◆ Brief: Exactly the lines from the one containing "Give the innermost point of each instance of the thumb, as" through the final line of the listing are to be retyped, and nothing more.

■ ■ ■ ■ ■ ■ ■

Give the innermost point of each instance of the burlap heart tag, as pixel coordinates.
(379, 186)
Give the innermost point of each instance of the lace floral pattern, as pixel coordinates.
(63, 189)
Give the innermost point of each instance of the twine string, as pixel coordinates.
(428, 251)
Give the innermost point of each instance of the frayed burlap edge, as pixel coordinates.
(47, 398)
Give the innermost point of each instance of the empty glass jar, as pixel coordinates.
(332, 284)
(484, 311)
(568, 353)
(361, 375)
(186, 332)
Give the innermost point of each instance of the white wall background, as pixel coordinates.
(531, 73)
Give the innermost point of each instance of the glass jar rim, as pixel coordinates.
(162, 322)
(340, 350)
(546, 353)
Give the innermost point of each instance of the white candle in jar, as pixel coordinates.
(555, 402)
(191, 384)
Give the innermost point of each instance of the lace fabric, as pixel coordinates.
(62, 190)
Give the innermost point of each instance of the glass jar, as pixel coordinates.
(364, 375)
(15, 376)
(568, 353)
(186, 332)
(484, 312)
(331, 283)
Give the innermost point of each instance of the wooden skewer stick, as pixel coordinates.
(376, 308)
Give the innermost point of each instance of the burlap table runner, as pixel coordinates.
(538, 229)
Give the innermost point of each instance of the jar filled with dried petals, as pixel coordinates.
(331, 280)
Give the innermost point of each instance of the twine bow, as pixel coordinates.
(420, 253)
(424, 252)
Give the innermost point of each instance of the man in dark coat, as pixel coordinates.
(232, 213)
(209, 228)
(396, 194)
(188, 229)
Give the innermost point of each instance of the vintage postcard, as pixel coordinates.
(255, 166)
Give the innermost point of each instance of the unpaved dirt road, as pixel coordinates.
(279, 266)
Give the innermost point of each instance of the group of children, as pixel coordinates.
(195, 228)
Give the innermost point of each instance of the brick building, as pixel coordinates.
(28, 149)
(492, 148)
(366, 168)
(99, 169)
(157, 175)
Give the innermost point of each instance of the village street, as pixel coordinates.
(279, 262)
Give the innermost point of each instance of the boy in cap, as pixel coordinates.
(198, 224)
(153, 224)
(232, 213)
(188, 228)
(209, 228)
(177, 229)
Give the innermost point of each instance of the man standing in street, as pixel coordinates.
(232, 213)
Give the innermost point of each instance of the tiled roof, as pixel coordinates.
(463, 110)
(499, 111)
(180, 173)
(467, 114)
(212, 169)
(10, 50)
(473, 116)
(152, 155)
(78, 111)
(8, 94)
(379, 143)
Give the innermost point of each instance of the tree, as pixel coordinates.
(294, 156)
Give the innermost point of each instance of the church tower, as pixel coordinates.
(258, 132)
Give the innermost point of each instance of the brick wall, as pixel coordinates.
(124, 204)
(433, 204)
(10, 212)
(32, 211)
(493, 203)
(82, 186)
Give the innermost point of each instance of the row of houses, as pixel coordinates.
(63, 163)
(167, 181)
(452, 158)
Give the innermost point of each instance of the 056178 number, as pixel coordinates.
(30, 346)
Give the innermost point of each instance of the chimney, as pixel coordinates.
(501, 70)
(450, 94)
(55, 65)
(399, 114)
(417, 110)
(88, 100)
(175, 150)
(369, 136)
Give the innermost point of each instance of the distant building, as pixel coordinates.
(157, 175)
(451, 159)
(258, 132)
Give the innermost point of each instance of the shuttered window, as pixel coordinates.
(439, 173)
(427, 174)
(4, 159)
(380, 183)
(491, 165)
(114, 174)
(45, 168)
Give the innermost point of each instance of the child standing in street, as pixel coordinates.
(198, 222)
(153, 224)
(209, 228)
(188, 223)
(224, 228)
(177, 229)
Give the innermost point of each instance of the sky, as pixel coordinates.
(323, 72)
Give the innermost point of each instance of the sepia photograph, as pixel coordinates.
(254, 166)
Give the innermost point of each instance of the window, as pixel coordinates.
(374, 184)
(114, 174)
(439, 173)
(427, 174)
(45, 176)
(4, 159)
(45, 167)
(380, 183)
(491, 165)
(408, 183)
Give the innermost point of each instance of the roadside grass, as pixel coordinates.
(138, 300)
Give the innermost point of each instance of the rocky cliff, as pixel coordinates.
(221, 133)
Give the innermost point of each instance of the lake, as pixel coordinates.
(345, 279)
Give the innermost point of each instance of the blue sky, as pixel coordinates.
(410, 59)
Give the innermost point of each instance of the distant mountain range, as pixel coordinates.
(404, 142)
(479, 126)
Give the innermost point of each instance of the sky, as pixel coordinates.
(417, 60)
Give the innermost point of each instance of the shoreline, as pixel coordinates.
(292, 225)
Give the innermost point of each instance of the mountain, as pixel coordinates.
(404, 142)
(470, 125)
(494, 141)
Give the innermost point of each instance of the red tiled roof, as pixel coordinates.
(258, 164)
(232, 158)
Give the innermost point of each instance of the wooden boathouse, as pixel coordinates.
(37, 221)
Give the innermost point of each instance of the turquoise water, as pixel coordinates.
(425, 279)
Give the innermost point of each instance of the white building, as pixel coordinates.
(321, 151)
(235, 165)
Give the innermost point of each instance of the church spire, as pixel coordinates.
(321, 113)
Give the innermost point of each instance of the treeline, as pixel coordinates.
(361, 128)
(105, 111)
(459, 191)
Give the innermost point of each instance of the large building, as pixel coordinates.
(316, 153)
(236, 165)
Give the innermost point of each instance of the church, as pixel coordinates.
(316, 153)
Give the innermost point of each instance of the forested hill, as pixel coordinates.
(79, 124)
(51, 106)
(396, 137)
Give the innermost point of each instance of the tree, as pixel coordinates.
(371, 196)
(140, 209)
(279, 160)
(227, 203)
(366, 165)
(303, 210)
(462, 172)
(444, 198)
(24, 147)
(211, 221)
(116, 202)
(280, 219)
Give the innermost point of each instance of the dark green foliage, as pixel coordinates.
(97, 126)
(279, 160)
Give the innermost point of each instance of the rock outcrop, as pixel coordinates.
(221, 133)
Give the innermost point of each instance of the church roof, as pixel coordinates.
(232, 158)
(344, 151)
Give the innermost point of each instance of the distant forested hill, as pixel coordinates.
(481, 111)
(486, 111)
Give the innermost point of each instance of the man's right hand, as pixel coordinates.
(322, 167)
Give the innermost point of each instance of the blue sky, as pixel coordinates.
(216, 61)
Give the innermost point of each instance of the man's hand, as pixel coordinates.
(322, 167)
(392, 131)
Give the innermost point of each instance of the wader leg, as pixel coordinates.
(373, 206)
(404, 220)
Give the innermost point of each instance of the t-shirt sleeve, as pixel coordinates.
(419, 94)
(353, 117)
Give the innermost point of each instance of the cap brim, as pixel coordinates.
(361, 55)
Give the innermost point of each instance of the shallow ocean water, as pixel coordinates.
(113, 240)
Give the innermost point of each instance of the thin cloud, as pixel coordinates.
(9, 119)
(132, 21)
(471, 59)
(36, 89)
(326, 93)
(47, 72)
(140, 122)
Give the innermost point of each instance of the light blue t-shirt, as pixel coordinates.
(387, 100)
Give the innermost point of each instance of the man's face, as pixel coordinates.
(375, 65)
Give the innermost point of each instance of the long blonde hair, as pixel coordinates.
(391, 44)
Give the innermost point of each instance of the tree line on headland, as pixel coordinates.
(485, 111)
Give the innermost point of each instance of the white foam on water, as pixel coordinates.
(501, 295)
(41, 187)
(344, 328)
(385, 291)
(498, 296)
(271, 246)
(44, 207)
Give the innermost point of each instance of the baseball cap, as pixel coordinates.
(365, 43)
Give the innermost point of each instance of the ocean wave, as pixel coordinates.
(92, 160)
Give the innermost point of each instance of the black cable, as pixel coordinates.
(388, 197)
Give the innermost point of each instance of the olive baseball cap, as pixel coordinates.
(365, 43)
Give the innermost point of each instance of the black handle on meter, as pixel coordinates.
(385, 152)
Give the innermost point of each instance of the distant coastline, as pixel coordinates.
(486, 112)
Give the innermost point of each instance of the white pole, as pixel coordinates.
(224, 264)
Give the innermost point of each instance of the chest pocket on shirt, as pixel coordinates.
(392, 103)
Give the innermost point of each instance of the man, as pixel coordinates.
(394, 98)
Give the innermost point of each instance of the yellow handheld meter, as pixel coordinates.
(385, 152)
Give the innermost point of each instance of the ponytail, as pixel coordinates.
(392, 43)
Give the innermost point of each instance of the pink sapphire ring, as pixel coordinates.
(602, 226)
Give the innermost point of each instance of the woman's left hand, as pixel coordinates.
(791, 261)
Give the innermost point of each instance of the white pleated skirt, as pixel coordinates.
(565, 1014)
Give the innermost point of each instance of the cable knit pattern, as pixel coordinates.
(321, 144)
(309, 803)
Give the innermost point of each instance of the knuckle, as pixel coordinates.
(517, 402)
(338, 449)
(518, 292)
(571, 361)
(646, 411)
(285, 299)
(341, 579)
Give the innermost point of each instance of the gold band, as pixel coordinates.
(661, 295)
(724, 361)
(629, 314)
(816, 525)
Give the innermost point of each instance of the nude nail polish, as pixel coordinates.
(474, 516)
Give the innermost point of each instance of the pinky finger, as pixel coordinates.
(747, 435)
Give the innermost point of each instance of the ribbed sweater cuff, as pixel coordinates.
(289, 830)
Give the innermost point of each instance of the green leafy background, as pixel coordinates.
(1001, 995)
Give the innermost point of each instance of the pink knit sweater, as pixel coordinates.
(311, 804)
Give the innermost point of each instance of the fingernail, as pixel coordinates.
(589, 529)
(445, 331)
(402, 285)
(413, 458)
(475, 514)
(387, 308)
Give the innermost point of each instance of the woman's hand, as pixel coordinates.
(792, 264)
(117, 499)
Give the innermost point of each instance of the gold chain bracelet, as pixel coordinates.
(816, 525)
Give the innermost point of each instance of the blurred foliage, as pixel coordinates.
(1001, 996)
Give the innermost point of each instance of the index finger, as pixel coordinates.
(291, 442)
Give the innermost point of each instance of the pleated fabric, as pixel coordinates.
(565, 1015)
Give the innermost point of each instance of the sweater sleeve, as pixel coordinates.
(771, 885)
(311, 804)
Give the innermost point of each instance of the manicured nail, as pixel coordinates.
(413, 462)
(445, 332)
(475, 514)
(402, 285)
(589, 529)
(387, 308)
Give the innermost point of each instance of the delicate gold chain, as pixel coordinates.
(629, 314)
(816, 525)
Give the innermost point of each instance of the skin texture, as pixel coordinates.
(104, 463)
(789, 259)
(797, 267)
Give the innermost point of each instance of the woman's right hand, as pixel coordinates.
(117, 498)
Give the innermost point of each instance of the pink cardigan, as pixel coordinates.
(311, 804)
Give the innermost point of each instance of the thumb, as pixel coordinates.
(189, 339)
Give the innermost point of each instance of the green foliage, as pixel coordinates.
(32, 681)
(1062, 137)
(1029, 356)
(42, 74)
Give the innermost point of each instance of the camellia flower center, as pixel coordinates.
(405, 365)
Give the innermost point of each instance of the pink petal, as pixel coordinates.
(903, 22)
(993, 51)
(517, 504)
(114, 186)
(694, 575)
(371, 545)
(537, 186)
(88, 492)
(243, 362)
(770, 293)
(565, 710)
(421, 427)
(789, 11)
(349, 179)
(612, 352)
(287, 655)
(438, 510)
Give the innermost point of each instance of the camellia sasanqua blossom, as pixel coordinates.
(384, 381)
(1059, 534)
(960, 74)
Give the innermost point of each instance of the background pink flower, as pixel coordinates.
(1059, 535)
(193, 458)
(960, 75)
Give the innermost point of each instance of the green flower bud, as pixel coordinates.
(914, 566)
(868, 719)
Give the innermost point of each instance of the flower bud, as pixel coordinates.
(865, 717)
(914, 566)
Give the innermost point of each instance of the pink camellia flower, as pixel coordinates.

■ ■ ■ ■ ■ ■ ■

◆ Your response:
Give the innermost point of each instance of the thumb, as pixel coordinates.
(189, 339)
Give the innermost point of each instance of the green foliage, as pixel coordinates.
(32, 681)
(1062, 137)
(1029, 356)
(42, 74)
Give the innermost point of each instance of the camellia flower center, as pixel coordinates.
(405, 365)
Give the innermost point of each instance of the pink petal, as pixel coordinates.
(903, 22)
(993, 51)
(517, 504)
(114, 186)
(694, 575)
(371, 545)
(537, 186)
(88, 492)
(243, 362)
(770, 293)
(565, 710)
(421, 427)
(789, 11)
(349, 179)
(612, 352)
(287, 655)
(438, 510)
Give the innermost point of each instance of the camellia sasanqua blossom, as pixel coordinates.
(384, 381)
(1059, 534)
(960, 74)
Give the innermost point of each instance of the background pink flower, as pixel coordinates.
(1059, 535)
(193, 458)
(960, 75)
Give the innermost point of each instance of the green flower bud, as pixel coordinates.
(914, 566)
(868, 719)
Give the innermost point of each instance of the flower bud, as pixel coordinates.
(865, 717)
(914, 566)
Give the innermost point of each instance of the pink camellia flower, as pixel coordinates.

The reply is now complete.